• [Work to complete] Type out each entry exactly as it appears, but keep every image out.

• [Records to process]

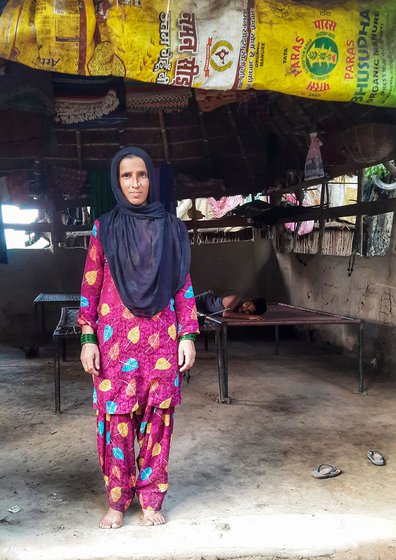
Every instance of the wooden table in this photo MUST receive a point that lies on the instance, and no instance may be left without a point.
(277, 314)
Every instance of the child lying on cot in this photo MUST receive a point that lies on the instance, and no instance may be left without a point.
(230, 306)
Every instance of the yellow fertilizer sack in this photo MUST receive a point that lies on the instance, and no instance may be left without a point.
(344, 53)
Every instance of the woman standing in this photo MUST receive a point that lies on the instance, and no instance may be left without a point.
(139, 322)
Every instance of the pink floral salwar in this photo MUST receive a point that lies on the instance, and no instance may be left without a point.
(139, 382)
(116, 435)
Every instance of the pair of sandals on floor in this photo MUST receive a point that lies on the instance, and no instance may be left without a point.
(328, 471)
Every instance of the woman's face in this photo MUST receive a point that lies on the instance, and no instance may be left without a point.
(133, 180)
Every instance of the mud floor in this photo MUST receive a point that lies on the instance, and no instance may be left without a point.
(240, 474)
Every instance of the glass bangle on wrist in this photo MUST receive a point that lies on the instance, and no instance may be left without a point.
(89, 338)
(190, 336)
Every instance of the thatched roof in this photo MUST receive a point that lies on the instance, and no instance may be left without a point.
(256, 144)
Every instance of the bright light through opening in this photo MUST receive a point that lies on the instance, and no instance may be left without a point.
(16, 239)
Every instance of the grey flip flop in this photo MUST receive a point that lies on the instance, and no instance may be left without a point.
(376, 457)
(325, 471)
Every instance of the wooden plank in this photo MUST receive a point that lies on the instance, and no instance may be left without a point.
(364, 208)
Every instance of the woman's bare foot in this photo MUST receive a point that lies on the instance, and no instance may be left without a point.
(152, 517)
(112, 519)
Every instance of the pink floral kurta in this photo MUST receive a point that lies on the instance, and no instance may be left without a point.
(138, 354)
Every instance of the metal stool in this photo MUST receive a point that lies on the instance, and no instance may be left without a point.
(67, 328)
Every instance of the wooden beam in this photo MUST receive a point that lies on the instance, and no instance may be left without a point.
(227, 221)
(164, 136)
(79, 148)
(373, 208)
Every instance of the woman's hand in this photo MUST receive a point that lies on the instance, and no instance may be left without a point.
(186, 355)
(90, 358)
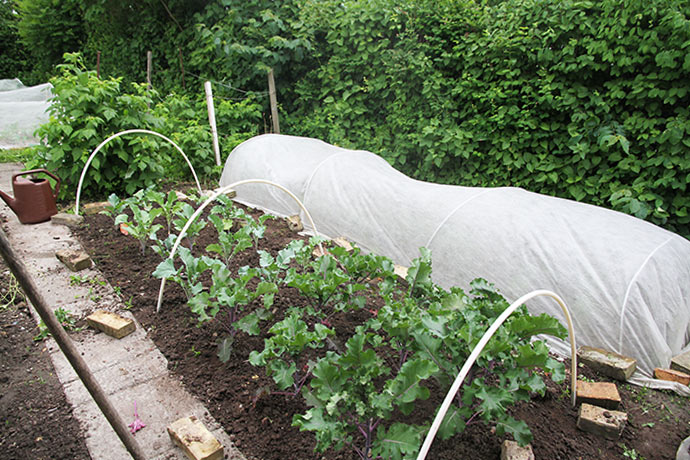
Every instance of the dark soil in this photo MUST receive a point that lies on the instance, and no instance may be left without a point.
(261, 428)
(36, 420)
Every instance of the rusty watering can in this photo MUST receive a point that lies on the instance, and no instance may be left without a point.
(34, 200)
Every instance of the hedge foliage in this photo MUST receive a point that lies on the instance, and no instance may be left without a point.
(585, 100)
(86, 110)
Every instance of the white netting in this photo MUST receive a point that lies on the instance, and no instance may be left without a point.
(22, 110)
(626, 281)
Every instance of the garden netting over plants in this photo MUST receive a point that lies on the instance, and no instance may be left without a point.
(22, 110)
(625, 281)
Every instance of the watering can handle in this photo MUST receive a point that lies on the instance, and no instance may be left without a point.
(36, 171)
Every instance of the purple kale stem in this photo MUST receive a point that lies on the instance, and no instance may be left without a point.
(471, 419)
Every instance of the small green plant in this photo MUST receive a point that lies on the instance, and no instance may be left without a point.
(64, 317)
(81, 280)
(630, 453)
(84, 111)
(142, 225)
(289, 339)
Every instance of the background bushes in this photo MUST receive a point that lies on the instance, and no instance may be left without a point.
(583, 100)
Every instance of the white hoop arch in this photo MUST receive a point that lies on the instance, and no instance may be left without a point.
(478, 349)
(210, 199)
(122, 133)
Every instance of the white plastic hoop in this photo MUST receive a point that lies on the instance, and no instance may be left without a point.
(122, 133)
(478, 349)
(215, 195)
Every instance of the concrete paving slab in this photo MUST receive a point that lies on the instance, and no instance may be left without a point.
(128, 369)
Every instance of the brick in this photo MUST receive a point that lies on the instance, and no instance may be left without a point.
(681, 363)
(340, 241)
(95, 208)
(111, 323)
(74, 260)
(195, 440)
(603, 394)
(511, 450)
(672, 375)
(602, 422)
(295, 223)
(71, 220)
(608, 363)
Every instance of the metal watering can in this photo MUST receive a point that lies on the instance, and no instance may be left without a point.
(34, 200)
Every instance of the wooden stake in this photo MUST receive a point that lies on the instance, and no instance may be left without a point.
(274, 101)
(212, 120)
(65, 343)
(149, 58)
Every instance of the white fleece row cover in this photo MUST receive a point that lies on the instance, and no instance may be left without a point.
(625, 281)
(22, 110)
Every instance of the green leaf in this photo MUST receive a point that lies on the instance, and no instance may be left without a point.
(517, 428)
(225, 349)
(400, 441)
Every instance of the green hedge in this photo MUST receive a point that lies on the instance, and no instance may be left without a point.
(584, 100)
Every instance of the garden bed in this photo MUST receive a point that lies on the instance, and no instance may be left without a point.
(261, 424)
(36, 421)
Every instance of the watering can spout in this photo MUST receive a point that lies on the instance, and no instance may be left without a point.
(11, 202)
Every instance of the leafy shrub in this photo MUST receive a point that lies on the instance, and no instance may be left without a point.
(12, 53)
(85, 111)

• [Problem solution]
Every instance of the wooden table in this photo MUST receive a point that lies on the instance, and no instance may be left without a point.
(277, 314)
Every instance of the child lying on cot in this photo MUST receive a point that lies on the instance, and no instance may be left without a point.
(230, 306)
Every instance of the yellow fertilizer sack in this photo MUST receive a point that lies on the instance, and no instance may be left without a point.
(344, 53)
Every instance of the woman standing in this photo MUST receive a point that lies on the instance, and no instance may be left without a point.
(139, 322)
Every instance of the pink floral salwar in this photo MUST receive a point that lies on the instance, and no instance may be left without a point.
(139, 382)
(116, 435)
Every instance of the pair of sandals on floor in this photo MUST receive a point that lies on the instance, and no instance may be left without a point.
(328, 471)
Every instance of the woman's face in this photo MUST receive a point that lies on the instance, and no instance may be left without a point.
(133, 180)
Every instance of the mud floor in this photo MUST receive a point that lies on the instance, and no instance may be left without a point.
(240, 474)
Every instance of the glass bangle on wrist in this photo MUST receive a point that lies on the instance, and no instance may be left without a point.
(89, 338)
(190, 336)
Every instance of the thatched roof in this photo MUST receive a point that lies on the instance, and no instance may be left without a point.
(256, 144)
Every instance of the bright light through opening in this photo MUST receive a point that lies on the instance, and no instance may be left without a point.
(16, 239)
Every instance of the grey flip flop in this photo MUST receive a point that lies on the instance, and no instance may be left without a point.
(376, 457)
(325, 471)
Every instance of the wooden plank in this photo MUST receive a point that lies on the instance, and no instance may be left without a point.
(364, 208)
Every instance of the woman's bare foot in this photo MUST receive a point that lies on the instance, and no instance may be left without a point.
(152, 517)
(112, 519)
Every instance of the pink floral kurta in this photo MUST receive a point that lies on the instance, and no instance may be left without a point.
(138, 354)
Every instance of the metal stool in this photo MUST receive a point that lies on the instance, and no instance may be left without a point.
(67, 328)
Every instance of the wooden beam in this photo MUST receive a point that lies on the instance, and no instance may be left without a point.
(227, 221)
(164, 136)
(79, 148)
(373, 208)
Every instance of the woman's hand in this photo MUST receive a point that lies on the instance, and no instance may be left without a point.
(186, 355)
(90, 358)
Every instance of the dark soil in this photo MUST receive a point that lies on the instance, and no instance may be left without a point.
(261, 428)
(36, 420)
Every instance of the rusty watering can in this photo MUST receive a point that lies on the instance, and no instance may be left without a point.
(34, 200)
Every instance of the hedge foliage in this photo MUST receive a point that lies on the instance, and no instance may be left without a point.
(585, 100)
(86, 110)
Every instance of the white netting in this photo MUST receive a point that lies on the instance, and no instance may be left without a point.
(22, 110)
(626, 281)
Every instance of the garden netting over plants in this photo MUST receive a point that lies on the instance, and no instance may be left without a point.
(22, 110)
(625, 281)
Every instance of the watering can handle in this photo MUST receive a point that lies on the instance, and no instance may be left without a point.
(36, 171)
Every instance of the purple kale stem in this photo MUST receive a point that lies on the instance, and no instance may be left without a point.
(471, 419)
Every instance of the small green plant in this photo MUST receive a point that lies on the instance, and no instance may be left without a point.
(64, 317)
(81, 280)
(630, 453)
(84, 111)
(142, 225)
(289, 339)
Every instance of the background bushes in this photo MUST receive a point that lies on the instance, and no instance may be left without a point.
(583, 100)
Every instance of the white hoop arch in this photo MUST receive a point that lies on the instance, and no instance may be left without a point.
(478, 349)
(210, 199)
(122, 133)
Every instance of the white plastic hoop in this photo MUST receive a point that lies on the instance, and no instance may be left without a point.
(122, 133)
(478, 349)
(215, 195)
Every instance of the concrete paving slab in this photo MUST receive a point that lies on the instance, and no instance may be left without a point.
(128, 369)
Every instance of the brick in this photo MUST receive a point that lies on the instance, and no instance may be left without a point.
(681, 363)
(340, 241)
(95, 208)
(111, 323)
(74, 260)
(195, 440)
(603, 394)
(511, 450)
(672, 375)
(602, 422)
(295, 223)
(71, 220)
(608, 363)
Every instance of the metal watering can in this photo MUST receive a point that lies on the instance, and no instance may be left without a point.
(34, 200)
Every instance of the wooden stake in this photo MUST receive a point that lies on the instance, and no instance may be left without a point.
(274, 101)
(212, 120)
(65, 343)
(149, 58)
Every instance of the white fleece row cover in this photo MUST receive a point that lies on the instance, and no instance may be left without a point.
(625, 281)
(22, 110)
Every instance of the green leaf in this photo MUST receive a point that lies on the instance, and no instance may be left without a point.
(517, 428)
(225, 349)
(400, 441)
Every instance of the green hedge in this photo MUST receive a point that lies on the instance, and no instance may be left without a point.
(584, 100)
Every instance of the garden bed in this photo MUST receive a point that lies on the instance, and no instance may be left without a point.
(261, 424)
(36, 421)
Every instance of the watering can spout in this photo MUST receive a point that lies on the instance, and no instance may be left without a point.
(11, 202)
Every instance of the leafy shrub in this photo MUST receive a point that lies on the instance, and no instance may be left without a point.
(12, 53)
(85, 111)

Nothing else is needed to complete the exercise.